▶ _What you need to do_: Could you output every record below exactly as it appears?

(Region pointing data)
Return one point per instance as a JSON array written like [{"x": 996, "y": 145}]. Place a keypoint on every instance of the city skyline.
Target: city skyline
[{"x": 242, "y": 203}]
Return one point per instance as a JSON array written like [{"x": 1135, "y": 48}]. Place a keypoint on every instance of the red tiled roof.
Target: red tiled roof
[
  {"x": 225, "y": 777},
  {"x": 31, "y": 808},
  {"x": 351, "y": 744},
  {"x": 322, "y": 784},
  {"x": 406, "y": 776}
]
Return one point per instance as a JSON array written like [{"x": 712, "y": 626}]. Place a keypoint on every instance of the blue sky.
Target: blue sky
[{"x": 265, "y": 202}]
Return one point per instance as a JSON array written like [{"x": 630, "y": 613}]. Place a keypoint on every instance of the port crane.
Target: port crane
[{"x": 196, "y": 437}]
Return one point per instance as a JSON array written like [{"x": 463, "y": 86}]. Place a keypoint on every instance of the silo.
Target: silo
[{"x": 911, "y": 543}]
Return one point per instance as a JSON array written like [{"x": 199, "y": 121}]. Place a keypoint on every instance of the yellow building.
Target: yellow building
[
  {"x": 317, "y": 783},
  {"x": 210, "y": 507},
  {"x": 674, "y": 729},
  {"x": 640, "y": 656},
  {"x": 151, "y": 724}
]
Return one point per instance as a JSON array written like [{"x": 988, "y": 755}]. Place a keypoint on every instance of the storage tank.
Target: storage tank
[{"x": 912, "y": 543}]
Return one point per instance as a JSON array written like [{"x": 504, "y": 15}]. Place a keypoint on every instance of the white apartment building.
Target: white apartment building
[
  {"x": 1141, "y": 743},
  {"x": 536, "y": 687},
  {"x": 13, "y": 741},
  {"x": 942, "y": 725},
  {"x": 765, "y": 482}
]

▶ _Your response_:
Return one point per instance as a JSON array written like [{"x": 996, "y": 145}]. Place a keypoint on every instance of the city skyline.
Target: city skyline
[{"x": 242, "y": 203}]
Return one point per instance as a JSON array written like [{"x": 1135, "y": 48}]. Place a keypoint on every instance of the red tiled roof.
Target: red tiled roof
[
  {"x": 225, "y": 777},
  {"x": 31, "y": 808},
  {"x": 351, "y": 744},
  {"x": 322, "y": 784},
  {"x": 406, "y": 776}
]
Return one point per instance as a JSON array written like [{"x": 712, "y": 626}]. Place a keypoint on every instance of the blue sky.
Target: blue sky
[{"x": 265, "y": 202}]
Return one point per instance as a JSON array written like [{"x": 630, "y": 613}]. Place a keypoint on every instance of the port crane.
Target: port crane
[{"x": 196, "y": 437}]
Return one point per instance as a JSON array written like [{"x": 463, "y": 86}]. Place a keypoint on every instance of the silo.
Target: silo
[{"x": 911, "y": 543}]
Return one point per instance as a JSON array written like [{"x": 199, "y": 121}]. Place a keypoint on every instance of the yellow building.
Target: yellow building
[
  {"x": 317, "y": 783},
  {"x": 210, "y": 507},
  {"x": 674, "y": 729},
  {"x": 640, "y": 656},
  {"x": 151, "y": 724}
]
Return one point per instance as a JSON array written like [{"x": 988, "y": 755}]. Place a keypoint on every instance of the storage tank.
Target: storage tank
[{"x": 912, "y": 543}]
Return one point per instance as a JSON array written like [{"x": 504, "y": 15}]. Place a keypoint on every instance of the white apartment building.
Target: white apartment building
[
  {"x": 1141, "y": 743},
  {"x": 536, "y": 687},
  {"x": 13, "y": 741},
  {"x": 942, "y": 725},
  {"x": 765, "y": 482}
]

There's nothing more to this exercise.